### WHAT NEEDS TO BE DONE
Put the lines of the listing below, starting at the line that contains "Can you find the row" and ending at its last line, into a Markdown table with the columns No. and Line, skipping any blank lines. Give the row number under No. and the full line under Line.

Entries from a point annotation set
• • •

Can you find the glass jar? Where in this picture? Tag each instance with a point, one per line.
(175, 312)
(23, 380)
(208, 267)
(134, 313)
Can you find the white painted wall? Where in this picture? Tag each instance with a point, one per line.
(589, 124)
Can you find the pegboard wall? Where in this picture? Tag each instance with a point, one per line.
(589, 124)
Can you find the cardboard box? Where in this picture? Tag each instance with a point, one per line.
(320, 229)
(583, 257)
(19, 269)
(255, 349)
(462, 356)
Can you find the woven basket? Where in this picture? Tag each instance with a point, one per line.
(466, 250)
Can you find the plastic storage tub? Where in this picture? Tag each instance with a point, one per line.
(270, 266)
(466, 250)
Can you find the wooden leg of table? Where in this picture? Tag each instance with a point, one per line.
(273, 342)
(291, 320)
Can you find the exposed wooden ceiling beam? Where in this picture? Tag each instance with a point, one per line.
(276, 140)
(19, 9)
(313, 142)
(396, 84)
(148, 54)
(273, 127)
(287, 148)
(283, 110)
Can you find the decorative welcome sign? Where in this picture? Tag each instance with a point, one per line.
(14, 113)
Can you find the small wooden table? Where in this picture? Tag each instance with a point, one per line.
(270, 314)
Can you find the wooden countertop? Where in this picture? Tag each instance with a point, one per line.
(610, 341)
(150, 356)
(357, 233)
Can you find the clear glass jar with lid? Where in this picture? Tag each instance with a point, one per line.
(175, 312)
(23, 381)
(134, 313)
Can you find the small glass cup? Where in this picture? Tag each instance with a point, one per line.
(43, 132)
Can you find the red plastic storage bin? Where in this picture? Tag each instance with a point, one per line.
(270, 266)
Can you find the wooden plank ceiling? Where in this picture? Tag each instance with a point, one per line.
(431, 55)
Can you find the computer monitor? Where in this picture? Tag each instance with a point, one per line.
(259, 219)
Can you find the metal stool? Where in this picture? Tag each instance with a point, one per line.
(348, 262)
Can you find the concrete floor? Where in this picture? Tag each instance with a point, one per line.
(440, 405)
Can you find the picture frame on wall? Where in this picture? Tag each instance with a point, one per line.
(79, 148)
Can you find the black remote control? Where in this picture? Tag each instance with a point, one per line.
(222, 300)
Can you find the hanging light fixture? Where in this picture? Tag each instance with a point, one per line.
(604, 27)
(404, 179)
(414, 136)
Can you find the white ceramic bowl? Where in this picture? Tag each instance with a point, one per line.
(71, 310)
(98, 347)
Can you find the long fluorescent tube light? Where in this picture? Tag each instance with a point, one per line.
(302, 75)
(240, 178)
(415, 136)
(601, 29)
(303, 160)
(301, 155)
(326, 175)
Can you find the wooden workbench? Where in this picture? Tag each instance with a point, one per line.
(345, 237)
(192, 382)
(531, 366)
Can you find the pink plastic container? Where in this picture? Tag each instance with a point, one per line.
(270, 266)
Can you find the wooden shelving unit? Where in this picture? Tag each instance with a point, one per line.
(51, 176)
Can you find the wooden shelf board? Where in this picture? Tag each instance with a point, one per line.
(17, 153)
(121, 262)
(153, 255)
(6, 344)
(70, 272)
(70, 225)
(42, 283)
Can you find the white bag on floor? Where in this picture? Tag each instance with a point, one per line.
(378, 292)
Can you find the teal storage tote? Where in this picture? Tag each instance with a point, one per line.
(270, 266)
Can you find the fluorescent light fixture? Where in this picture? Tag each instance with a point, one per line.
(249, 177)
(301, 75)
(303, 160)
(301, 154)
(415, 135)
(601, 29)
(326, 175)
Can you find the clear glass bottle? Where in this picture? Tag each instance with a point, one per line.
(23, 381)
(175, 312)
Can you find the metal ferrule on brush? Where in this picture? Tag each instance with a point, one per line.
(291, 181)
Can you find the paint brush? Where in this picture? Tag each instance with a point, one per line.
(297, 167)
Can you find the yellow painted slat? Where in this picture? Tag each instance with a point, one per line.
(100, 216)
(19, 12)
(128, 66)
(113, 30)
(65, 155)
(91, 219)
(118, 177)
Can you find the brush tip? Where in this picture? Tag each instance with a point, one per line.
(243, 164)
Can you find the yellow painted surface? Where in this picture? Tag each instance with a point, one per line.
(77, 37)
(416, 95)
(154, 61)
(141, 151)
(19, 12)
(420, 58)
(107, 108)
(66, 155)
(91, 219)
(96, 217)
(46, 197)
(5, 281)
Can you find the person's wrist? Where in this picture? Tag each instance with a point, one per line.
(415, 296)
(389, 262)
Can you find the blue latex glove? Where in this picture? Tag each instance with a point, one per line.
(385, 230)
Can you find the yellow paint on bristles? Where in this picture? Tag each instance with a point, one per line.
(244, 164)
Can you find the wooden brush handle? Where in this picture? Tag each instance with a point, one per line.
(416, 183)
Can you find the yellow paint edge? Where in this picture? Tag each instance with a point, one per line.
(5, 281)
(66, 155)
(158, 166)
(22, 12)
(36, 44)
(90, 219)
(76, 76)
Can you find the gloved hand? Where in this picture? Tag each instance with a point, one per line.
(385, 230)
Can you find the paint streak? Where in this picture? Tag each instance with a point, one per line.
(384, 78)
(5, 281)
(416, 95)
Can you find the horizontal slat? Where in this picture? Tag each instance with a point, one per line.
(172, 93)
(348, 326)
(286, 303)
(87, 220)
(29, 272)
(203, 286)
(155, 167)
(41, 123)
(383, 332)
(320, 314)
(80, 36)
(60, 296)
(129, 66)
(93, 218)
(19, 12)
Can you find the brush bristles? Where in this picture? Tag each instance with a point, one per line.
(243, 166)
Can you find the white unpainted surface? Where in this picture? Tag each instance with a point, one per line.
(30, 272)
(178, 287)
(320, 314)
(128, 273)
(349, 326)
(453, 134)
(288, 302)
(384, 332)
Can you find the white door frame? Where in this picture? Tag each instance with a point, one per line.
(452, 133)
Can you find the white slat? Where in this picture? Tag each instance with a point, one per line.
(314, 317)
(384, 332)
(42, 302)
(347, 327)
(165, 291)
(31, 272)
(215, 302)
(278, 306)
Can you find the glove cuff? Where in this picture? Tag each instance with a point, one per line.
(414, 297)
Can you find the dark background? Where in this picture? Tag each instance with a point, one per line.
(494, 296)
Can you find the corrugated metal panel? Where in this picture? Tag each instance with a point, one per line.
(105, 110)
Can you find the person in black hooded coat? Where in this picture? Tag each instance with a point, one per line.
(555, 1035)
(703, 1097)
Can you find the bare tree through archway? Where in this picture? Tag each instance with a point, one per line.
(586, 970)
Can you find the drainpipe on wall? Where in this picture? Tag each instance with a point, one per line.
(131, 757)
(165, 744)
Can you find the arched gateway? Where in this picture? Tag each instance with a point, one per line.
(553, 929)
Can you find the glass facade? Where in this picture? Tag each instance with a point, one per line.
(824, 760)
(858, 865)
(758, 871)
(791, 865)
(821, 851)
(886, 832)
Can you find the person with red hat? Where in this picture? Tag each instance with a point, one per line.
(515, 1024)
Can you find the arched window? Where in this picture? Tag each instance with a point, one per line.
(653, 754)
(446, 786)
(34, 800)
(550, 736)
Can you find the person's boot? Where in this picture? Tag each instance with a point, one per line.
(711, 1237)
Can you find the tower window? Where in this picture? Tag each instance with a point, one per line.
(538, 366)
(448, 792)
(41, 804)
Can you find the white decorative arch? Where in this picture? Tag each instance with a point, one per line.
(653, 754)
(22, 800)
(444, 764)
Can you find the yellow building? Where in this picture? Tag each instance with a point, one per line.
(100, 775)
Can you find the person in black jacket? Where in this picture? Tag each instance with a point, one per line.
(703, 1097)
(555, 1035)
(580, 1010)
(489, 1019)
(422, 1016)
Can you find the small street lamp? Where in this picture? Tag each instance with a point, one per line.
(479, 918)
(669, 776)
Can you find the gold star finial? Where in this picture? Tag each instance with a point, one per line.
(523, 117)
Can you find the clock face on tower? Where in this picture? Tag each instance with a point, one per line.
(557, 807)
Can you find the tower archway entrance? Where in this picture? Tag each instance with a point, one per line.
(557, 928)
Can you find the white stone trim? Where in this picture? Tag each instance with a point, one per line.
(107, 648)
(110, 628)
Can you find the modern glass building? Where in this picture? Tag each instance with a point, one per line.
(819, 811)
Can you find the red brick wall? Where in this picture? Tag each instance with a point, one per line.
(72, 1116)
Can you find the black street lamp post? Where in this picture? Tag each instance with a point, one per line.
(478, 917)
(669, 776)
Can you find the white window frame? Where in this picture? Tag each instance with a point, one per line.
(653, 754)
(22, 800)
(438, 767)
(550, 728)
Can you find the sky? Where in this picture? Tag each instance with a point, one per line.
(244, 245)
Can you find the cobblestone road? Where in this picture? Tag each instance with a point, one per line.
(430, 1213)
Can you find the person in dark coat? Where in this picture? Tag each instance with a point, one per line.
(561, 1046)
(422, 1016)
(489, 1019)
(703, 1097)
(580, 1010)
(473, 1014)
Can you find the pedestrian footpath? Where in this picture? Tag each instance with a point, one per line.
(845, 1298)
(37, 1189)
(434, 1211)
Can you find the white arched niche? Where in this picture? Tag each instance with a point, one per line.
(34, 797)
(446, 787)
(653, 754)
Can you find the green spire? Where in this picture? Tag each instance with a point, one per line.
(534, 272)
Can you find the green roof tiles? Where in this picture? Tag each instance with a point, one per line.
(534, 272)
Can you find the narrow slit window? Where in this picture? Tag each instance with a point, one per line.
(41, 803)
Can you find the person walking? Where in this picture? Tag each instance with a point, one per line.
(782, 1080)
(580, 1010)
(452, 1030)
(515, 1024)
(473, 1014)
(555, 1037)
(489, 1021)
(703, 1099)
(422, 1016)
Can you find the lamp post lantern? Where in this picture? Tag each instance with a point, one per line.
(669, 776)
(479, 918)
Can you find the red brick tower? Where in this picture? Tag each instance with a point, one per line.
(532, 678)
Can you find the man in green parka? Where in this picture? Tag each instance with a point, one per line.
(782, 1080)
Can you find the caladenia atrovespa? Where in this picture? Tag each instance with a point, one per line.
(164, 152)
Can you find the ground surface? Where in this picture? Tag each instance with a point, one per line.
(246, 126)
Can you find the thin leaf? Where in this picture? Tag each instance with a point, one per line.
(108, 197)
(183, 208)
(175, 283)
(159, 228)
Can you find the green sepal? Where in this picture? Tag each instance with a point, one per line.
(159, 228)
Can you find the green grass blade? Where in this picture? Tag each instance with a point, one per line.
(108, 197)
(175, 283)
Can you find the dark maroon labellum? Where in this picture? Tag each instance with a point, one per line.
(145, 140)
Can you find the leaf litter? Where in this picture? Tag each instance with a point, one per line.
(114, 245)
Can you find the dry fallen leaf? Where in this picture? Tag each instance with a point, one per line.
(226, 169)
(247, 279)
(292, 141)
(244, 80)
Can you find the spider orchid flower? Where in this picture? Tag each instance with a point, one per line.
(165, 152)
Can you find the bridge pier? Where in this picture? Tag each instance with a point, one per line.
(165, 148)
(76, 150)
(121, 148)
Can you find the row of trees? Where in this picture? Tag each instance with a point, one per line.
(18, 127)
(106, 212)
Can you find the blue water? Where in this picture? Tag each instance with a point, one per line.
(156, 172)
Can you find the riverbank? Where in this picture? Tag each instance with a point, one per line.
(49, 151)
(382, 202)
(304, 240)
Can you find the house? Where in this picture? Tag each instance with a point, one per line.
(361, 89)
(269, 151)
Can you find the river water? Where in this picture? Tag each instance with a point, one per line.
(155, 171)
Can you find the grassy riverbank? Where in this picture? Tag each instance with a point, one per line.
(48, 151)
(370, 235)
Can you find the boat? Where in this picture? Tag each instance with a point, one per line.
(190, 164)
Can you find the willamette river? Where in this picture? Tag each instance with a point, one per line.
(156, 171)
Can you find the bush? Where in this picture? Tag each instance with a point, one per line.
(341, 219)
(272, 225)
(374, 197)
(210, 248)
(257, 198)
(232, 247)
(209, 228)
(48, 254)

• • •

### IN RESPONSE
| No. | Line |
|---|---|
| 1 | Can you find the row of trees? Where in this picture? Tag each instance with a point, one per line. |
| 2 | (18, 127) |
| 3 | (106, 212) |
| 4 | Can you find the blue water? Where in this picture? Tag each instance with a point, one per line. |
| 5 | (156, 172) |
| 6 | Can you find the riverbank? Where in this picture? Tag each instance with a point, one per line. |
| 7 | (49, 151) |
| 8 | (382, 202) |
| 9 | (304, 240) |
| 10 | Can you find the house? Where in this picture? Tag each instance with a point, one per line. |
| 11 | (361, 89) |
| 12 | (269, 151) |
| 13 | Can you find the river water? Where in this picture? Tag each instance with a point, one per line. |
| 14 | (155, 171) |
| 15 | Can you find the grassy riverbank? Where in this picture? Tag each instance with a point, one per line. |
| 16 | (48, 151) |
| 17 | (370, 235) |
| 18 | Can you find the boat? Where in this picture? Tag each instance with a point, one per line. |
| 19 | (190, 164) |
| 20 | Can you find the willamette river? Where in this picture? Tag each instance with a point, one per line. |
| 21 | (156, 171) |
| 22 | Can you find the bush? Where in this picture? Tag each instance with a point, one per line. |
| 23 | (341, 219) |
| 24 | (272, 225) |
| 25 | (374, 197) |
| 26 | (210, 248) |
| 27 | (257, 198) |
| 28 | (232, 247) |
| 29 | (209, 228) |
| 30 | (48, 254) |